List every row below that contains the word "jersey", copying each one in full. Matching is case-sensitive.

**Provided records:**
⟨

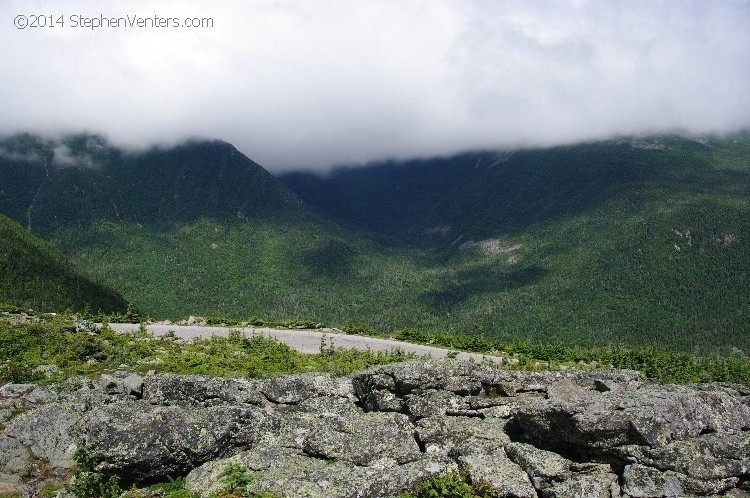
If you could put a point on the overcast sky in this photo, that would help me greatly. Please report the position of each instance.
(310, 84)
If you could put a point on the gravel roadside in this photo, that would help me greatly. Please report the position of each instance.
(304, 341)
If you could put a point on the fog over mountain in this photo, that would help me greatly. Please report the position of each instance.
(312, 84)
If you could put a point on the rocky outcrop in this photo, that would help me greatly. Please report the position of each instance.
(599, 434)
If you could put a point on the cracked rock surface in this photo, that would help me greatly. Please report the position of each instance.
(598, 434)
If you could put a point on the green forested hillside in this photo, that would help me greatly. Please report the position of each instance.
(633, 241)
(36, 275)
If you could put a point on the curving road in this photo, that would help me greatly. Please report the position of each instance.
(303, 340)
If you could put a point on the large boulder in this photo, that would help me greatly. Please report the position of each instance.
(588, 434)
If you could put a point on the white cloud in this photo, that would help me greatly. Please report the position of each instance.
(303, 84)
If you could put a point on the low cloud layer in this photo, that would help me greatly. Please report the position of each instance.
(298, 84)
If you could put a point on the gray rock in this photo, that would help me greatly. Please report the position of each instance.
(524, 433)
(293, 389)
(496, 470)
(200, 391)
(541, 465)
(598, 482)
(145, 442)
(46, 433)
(650, 416)
(461, 435)
(364, 439)
(640, 481)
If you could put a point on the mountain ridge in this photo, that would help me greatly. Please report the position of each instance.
(638, 241)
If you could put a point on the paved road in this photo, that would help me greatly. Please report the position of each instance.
(304, 341)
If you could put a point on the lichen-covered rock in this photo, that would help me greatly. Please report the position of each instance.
(364, 439)
(461, 435)
(198, 390)
(293, 389)
(598, 481)
(46, 433)
(287, 474)
(496, 470)
(586, 434)
(145, 442)
(640, 481)
(650, 416)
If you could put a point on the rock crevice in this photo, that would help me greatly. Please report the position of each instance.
(379, 432)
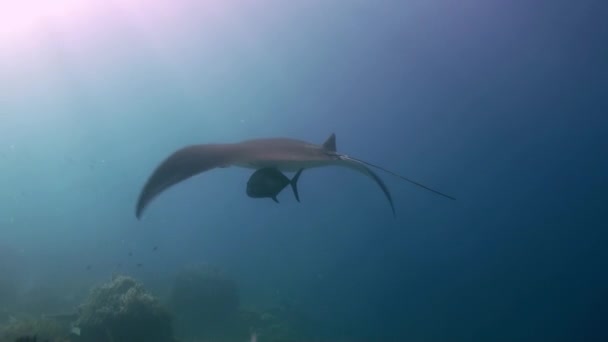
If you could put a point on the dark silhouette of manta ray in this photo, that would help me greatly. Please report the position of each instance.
(284, 154)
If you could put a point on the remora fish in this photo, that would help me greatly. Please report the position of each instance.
(269, 182)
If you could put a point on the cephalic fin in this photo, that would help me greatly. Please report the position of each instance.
(294, 184)
(330, 143)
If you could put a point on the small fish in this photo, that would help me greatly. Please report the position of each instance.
(269, 182)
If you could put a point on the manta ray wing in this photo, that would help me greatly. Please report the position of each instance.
(183, 164)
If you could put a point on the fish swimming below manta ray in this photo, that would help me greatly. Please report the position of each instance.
(269, 182)
(282, 154)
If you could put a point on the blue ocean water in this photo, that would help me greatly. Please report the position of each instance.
(501, 104)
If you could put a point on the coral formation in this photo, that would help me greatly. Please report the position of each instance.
(42, 328)
(123, 311)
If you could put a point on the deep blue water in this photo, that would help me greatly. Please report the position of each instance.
(503, 105)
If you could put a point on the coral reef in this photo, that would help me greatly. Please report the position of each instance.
(205, 302)
(42, 328)
(123, 311)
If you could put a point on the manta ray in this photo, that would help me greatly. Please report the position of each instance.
(283, 154)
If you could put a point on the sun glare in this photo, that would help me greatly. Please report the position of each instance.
(23, 18)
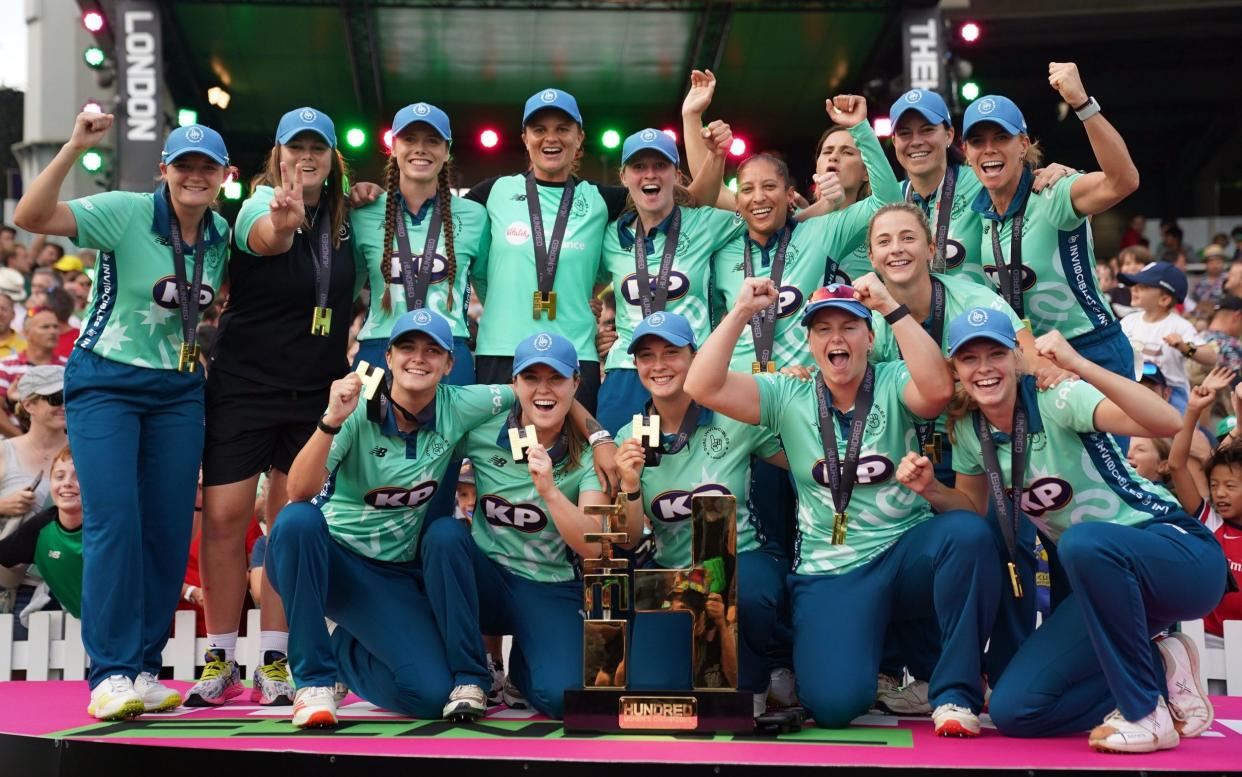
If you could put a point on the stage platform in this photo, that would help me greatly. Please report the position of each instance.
(45, 730)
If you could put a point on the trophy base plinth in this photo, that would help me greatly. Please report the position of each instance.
(656, 711)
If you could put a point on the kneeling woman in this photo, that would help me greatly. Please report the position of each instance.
(1137, 564)
(517, 575)
(868, 551)
(702, 453)
(345, 549)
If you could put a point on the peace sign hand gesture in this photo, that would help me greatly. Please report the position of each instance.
(287, 210)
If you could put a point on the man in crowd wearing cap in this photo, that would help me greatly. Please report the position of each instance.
(42, 332)
(1164, 336)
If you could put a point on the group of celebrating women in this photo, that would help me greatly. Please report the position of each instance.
(901, 382)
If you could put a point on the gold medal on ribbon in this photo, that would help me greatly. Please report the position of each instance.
(838, 528)
(544, 303)
(189, 360)
(321, 322)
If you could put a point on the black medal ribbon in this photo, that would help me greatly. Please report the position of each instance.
(689, 422)
(842, 476)
(548, 252)
(186, 292)
(1010, 273)
(1009, 510)
(943, 215)
(653, 299)
(763, 324)
(416, 282)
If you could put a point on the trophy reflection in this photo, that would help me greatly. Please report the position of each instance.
(703, 596)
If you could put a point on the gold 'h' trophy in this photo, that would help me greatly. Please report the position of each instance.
(704, 597)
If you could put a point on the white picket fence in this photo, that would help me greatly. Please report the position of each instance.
(54, 649)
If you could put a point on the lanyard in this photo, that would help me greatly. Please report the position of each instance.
(689, 422)
(1009, 512)
(188, 292)
(943, 215)
(548, 252)
(417, 281)
(842, 477)
(653, 299)
(763, 324)
(1010, 273)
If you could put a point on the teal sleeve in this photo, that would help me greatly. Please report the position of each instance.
(343, 441)
(253, 209)
(103, 219)
(1071, 405)
(1061, 206)
(775, 392)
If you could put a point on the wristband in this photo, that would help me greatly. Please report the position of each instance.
(897, 314)
(1087, 109)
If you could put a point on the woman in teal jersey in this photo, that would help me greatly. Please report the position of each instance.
(867, 551)
(133, 390)
(294, 272)
(347, 547)
(657, 257)
(1135, 562)
(545, 231)
(1038, 250)
(701, 453)
(518, 574)
(421, 243)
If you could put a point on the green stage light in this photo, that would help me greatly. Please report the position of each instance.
(92, 161)
(93, 57)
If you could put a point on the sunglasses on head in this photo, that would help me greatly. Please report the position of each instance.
(55, 400)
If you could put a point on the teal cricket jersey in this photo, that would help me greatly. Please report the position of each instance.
(961, 247)
(381, 479)
(509, 269)
(1058, 258)
(851, 255)
(512, 524)
(881, 510)
(1073, 472)
(703, 232)
(134, 317)
(960, 294)
(714, 461)
(470, 248)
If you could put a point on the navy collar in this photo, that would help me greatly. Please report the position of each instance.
(626, 222)
(1027, 395)
(984, 205)
(422, 209)
(162, 220)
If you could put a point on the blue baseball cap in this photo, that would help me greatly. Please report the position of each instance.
(925, 102)
(195, 139)
(835, 296)
(545, 348)
(997, 109)
(426, 322)
(650, 139)
(1160, 274)
(671, 328)
(980, 323)
(306, 119)
(552, 98)
(425, 113)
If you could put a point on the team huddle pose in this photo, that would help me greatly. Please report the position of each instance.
(901, 382)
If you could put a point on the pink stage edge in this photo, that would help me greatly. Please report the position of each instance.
(57, 710)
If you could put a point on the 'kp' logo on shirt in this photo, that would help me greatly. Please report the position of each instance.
(391, 497)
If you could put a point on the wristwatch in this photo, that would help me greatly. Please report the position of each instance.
(1087, 109)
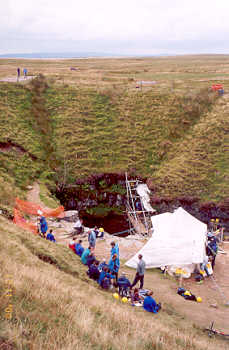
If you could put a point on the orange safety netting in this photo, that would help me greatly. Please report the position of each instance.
(35, 209)
(20, 221)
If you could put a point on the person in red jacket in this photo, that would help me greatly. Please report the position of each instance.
(72, 244)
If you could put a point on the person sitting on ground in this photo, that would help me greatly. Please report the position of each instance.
(50, 236)
(123, 285)
(90, 259)
(78, 248)
(135, 296)
(114, 266)
(92, 238)
(114, 249)
(150, 304)
(140, 272)
(85, 255)
(102, 264)
(105, 278)
(78, 226)
(93, 271)
(72, 244)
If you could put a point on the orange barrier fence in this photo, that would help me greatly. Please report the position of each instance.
(35, 209)
(21, 222)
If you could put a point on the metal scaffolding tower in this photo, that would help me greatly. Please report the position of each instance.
(139, 218)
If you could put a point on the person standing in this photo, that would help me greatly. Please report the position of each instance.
(92, 238)
(85, 255)
(114, 249)
(43, 225)
(25, 72)
(78, 227)
(114, 265)
(18, 73)
(140, 272)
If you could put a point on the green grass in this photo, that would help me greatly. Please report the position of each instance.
(55, 306)
(173, 133)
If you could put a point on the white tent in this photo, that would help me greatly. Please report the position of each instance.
(178, 240)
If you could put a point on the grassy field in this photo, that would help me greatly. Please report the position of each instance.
(67, 125)
(47, 302)
(70, 124)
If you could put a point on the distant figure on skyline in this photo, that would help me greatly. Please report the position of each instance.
(25, 72)
(18, 73)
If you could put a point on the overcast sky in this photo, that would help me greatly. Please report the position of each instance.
(115, 26)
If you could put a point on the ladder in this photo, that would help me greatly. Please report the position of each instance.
(139, 218)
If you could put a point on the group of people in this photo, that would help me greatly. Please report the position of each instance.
(106, 274)
(43, 228)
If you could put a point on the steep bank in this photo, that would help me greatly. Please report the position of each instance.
(175, 138)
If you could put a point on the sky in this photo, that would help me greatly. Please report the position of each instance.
(125, 27)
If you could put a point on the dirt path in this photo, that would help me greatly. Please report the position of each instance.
(165, 287)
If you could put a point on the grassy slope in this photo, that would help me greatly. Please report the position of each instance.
(99, 122)
(54, 306)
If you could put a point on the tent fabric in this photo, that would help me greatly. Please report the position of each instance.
(178, 240)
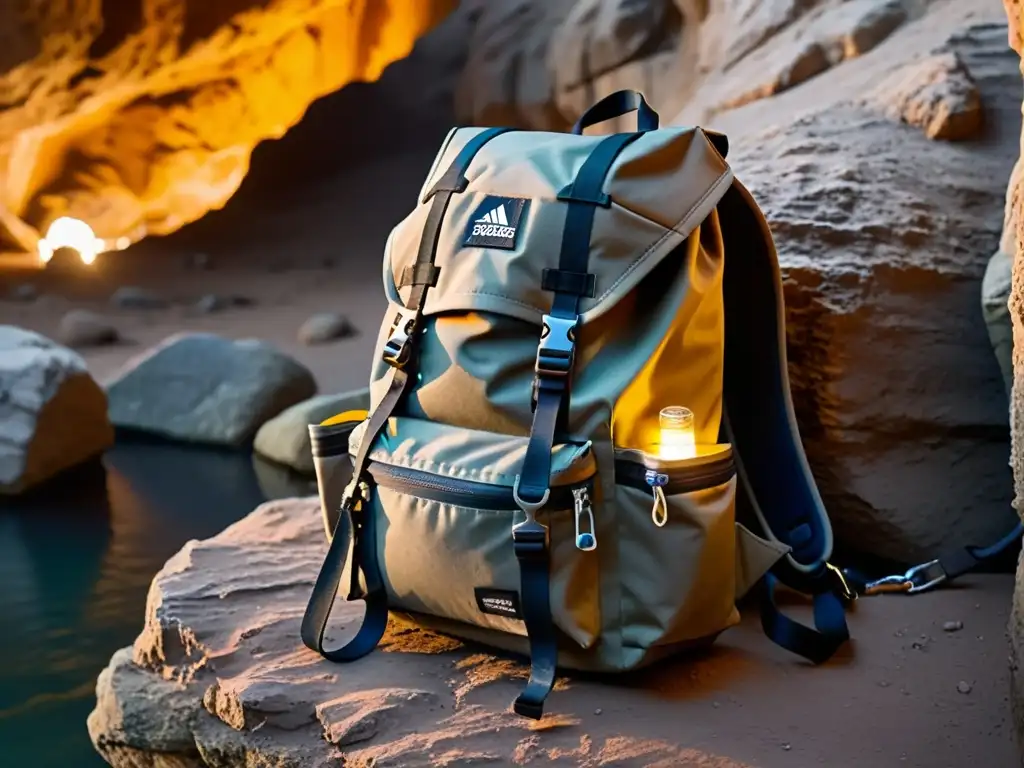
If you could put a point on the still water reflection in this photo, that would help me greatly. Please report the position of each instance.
(76, 561)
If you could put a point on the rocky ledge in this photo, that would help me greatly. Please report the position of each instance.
(218, 678)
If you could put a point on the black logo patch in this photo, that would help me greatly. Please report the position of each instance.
(496, 222)
(498, 602)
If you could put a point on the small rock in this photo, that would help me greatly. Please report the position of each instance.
(25, 292)
(53, 413)
(131, 297)
(324, 328)
(936, 94)
(223, 390)
(80, 328)
(215, 302)
(285, 439)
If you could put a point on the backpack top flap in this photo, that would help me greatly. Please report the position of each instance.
(505, 229)
(776, 479)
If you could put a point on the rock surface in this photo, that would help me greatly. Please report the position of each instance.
(325, 328)
(80, 328)
(203, 388)
(285, 438)
(218, 678)
(132, 297)
(882, 253)
(53, 415)
(140, 117)
(935, 93)
(1013, 247)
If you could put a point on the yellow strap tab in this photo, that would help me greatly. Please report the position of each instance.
(347, 416)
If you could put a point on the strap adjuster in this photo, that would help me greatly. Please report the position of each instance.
(529, 541)
(398, 346)
(556, 351)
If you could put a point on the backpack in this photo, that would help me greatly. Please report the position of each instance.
(581, 444)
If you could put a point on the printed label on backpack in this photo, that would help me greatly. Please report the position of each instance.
(496, 222)
(498, 602)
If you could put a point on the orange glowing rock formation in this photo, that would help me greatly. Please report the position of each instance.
(140, 116)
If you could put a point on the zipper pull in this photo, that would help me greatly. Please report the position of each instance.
(586, 540)
(657, 481)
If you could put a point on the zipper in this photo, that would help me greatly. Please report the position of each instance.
(582, 509)
(462, 493)
(683, 480)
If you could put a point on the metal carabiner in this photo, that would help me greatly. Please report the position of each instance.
(919, 579)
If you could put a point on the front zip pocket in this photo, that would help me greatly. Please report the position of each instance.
(677, 541)
(445, 510)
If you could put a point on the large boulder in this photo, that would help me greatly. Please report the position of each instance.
(506, 79)
(140, 117)
(52, 414)
(219, 678)
(884, 236)
(204, 388)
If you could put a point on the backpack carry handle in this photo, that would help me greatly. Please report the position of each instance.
(616, 104)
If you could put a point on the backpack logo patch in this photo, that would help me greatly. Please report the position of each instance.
(498, 602)
(496, 222)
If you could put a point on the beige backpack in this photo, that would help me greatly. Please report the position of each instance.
(581, 373)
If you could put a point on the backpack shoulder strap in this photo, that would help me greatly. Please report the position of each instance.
(779, 497)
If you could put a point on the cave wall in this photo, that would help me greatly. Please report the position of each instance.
(140, 116)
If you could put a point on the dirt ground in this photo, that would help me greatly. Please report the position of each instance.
(906, 693)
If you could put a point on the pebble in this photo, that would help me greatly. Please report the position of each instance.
(215, 302)
(131, 297)
(25, 292)
(80, 328)
(324, 328)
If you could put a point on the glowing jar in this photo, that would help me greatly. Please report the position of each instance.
(677, 438)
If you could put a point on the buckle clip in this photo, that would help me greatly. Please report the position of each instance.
(556, 351)
(398, 346)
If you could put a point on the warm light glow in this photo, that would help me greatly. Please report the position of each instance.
(69, 232)
(678, 440)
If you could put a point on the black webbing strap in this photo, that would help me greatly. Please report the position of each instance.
(353, 519)
(555, 356)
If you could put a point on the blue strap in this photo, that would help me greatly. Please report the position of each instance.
(361, 523)
(555, 358)
(817, 644)
(616, 104)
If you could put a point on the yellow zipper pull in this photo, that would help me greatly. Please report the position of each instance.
(657, 481)
(586, 539)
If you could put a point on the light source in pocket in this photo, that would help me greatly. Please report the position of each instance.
(677, 438)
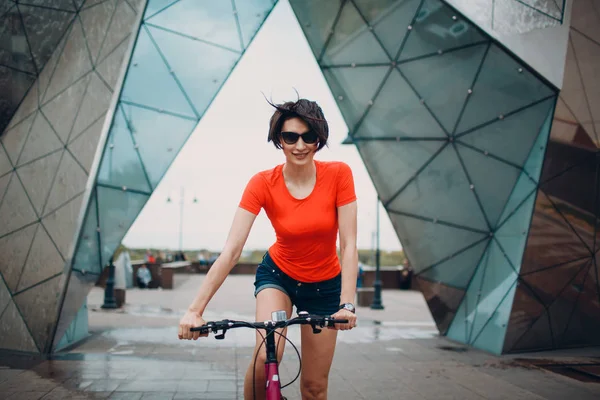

⟩

**Right answer:**
If you could put a point on the woman in teal jersey in this photo, that would help me greatly. Please report the position of each instance.
If you could put a point on the teal cricket jersey in this photo, that would help me greatly. Please report the position of each instance.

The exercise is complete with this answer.